▶ [Deine Aufgabe]:
Zeige jede Zeile der Datensätze unten, in der das Wort „fender“ vorkommt. Achte dabei auf Groß- und Kleinschreibung.
┄┄┄┄┄┄┄┄┄┄
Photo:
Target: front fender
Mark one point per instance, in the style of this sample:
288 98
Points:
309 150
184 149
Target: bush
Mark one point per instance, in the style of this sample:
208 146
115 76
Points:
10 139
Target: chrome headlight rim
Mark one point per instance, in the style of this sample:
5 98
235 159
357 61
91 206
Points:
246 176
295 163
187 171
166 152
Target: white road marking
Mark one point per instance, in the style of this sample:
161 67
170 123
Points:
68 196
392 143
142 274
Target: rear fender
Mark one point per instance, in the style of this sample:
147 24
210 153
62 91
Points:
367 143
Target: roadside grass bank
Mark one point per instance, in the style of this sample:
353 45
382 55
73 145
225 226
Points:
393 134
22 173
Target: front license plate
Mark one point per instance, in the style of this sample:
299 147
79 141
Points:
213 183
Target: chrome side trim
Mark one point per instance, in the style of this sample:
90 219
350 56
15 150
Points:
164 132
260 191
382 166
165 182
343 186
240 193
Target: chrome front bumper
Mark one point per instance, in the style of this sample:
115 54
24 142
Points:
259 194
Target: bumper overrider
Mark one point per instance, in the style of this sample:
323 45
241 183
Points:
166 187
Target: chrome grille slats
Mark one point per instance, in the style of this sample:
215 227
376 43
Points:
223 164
┄┄┄┄┄┄┄┄┄┄
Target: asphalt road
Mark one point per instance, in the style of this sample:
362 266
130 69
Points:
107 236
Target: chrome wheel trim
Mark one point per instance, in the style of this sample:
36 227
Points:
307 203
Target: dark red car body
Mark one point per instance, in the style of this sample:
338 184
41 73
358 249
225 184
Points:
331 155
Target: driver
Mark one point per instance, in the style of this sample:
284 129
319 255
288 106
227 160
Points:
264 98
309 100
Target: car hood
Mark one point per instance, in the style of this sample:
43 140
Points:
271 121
┄┄┄┄┄┄┄┄┄┄
▶ [Lösung der Aufgabe]:
Target: front fender
Target: rear fender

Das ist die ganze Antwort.